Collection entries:
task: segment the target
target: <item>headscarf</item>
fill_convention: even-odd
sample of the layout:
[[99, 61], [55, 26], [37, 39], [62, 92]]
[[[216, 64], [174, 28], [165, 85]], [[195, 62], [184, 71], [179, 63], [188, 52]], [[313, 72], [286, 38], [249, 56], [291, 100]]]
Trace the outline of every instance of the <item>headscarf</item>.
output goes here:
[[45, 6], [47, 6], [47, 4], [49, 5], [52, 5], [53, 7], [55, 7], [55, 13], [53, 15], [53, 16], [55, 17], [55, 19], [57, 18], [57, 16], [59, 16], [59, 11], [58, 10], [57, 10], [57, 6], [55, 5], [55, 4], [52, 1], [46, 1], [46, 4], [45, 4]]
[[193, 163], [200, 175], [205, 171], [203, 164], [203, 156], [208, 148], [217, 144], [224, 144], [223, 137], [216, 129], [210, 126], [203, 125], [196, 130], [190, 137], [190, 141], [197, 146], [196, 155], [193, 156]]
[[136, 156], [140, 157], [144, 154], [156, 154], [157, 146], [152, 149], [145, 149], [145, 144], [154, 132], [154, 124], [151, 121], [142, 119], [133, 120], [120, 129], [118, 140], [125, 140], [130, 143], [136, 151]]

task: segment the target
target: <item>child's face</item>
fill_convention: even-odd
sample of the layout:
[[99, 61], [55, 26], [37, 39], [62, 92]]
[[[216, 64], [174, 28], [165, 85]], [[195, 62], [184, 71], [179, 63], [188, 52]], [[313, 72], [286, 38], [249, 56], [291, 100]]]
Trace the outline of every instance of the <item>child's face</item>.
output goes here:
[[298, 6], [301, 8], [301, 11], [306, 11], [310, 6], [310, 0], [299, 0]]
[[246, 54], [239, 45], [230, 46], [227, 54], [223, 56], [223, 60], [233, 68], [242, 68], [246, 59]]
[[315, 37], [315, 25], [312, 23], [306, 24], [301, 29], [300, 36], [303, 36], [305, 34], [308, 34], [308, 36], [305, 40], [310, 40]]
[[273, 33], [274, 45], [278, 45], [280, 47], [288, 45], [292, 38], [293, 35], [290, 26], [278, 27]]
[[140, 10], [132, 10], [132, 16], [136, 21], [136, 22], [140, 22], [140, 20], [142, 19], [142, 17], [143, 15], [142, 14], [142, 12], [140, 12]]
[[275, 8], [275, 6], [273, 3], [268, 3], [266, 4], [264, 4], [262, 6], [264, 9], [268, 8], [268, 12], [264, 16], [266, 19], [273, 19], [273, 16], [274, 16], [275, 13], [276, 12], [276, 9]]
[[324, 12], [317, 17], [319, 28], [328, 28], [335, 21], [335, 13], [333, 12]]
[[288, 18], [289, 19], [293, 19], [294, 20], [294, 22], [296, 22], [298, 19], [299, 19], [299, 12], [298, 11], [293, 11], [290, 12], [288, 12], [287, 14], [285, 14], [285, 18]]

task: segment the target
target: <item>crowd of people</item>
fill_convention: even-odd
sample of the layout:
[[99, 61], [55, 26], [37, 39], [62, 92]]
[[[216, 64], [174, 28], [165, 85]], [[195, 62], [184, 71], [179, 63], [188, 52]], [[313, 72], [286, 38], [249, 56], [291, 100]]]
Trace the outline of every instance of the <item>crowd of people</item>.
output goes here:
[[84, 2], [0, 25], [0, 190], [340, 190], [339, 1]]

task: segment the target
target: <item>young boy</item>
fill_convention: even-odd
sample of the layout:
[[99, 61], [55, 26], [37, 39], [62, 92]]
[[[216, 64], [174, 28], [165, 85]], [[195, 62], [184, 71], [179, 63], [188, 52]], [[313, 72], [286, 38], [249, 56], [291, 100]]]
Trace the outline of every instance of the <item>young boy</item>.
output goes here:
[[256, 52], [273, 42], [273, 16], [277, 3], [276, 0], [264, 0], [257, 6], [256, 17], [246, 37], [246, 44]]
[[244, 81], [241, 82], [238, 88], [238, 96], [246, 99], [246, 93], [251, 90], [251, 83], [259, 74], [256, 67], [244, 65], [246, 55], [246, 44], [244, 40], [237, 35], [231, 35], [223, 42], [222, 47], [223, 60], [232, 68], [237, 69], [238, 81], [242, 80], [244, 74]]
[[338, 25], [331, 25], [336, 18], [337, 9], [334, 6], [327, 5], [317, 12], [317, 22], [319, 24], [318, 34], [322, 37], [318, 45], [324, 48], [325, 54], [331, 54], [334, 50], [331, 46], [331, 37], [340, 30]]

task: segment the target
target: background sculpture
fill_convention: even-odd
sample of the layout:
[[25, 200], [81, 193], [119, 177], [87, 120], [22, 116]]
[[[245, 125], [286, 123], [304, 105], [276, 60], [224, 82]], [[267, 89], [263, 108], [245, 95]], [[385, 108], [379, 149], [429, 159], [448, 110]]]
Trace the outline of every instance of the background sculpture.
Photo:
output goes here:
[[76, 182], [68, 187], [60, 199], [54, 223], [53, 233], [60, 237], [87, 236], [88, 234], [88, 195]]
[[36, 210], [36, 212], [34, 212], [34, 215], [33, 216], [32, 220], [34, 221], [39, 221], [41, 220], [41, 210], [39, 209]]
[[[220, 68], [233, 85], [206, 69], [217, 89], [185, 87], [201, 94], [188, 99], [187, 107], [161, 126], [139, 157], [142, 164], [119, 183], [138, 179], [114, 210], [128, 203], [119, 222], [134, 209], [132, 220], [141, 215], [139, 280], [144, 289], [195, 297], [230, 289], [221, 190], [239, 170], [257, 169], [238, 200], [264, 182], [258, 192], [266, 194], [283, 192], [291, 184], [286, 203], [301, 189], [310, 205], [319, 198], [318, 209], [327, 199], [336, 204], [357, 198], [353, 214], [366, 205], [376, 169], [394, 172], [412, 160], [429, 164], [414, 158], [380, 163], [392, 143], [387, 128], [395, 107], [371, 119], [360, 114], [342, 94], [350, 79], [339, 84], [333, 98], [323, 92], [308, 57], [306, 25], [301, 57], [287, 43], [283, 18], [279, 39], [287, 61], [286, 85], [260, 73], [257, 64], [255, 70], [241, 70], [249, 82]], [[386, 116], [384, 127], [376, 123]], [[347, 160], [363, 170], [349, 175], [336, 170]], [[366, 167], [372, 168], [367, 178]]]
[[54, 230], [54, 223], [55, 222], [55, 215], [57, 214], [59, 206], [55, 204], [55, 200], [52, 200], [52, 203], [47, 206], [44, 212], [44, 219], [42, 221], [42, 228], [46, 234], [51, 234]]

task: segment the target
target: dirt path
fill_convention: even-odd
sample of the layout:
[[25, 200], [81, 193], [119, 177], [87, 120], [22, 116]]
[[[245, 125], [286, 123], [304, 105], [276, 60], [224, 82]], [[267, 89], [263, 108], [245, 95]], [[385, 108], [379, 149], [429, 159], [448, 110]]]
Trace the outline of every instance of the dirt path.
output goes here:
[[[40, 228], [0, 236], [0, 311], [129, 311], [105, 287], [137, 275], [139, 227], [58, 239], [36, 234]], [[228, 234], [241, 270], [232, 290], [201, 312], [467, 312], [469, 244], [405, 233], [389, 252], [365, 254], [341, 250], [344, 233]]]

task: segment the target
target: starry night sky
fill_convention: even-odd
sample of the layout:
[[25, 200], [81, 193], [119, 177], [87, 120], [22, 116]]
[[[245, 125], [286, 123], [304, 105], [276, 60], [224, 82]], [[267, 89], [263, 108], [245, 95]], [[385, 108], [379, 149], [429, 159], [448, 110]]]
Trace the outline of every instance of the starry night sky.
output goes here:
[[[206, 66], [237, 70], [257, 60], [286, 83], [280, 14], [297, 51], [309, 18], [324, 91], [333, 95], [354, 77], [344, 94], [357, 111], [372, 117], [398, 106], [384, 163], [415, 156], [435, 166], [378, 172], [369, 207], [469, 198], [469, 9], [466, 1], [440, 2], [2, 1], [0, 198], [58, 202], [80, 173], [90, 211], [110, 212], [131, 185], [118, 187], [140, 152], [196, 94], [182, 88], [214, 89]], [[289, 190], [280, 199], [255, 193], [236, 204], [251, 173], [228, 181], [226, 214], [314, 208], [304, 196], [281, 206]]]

GIVEN PROBLEM - Copy every line of the records above that contains the string "crowd".

REPLY TO THE TASK -
target: <item>crowd of people</item>
Trace the outline of every instance of the <item>crowd of people</item>.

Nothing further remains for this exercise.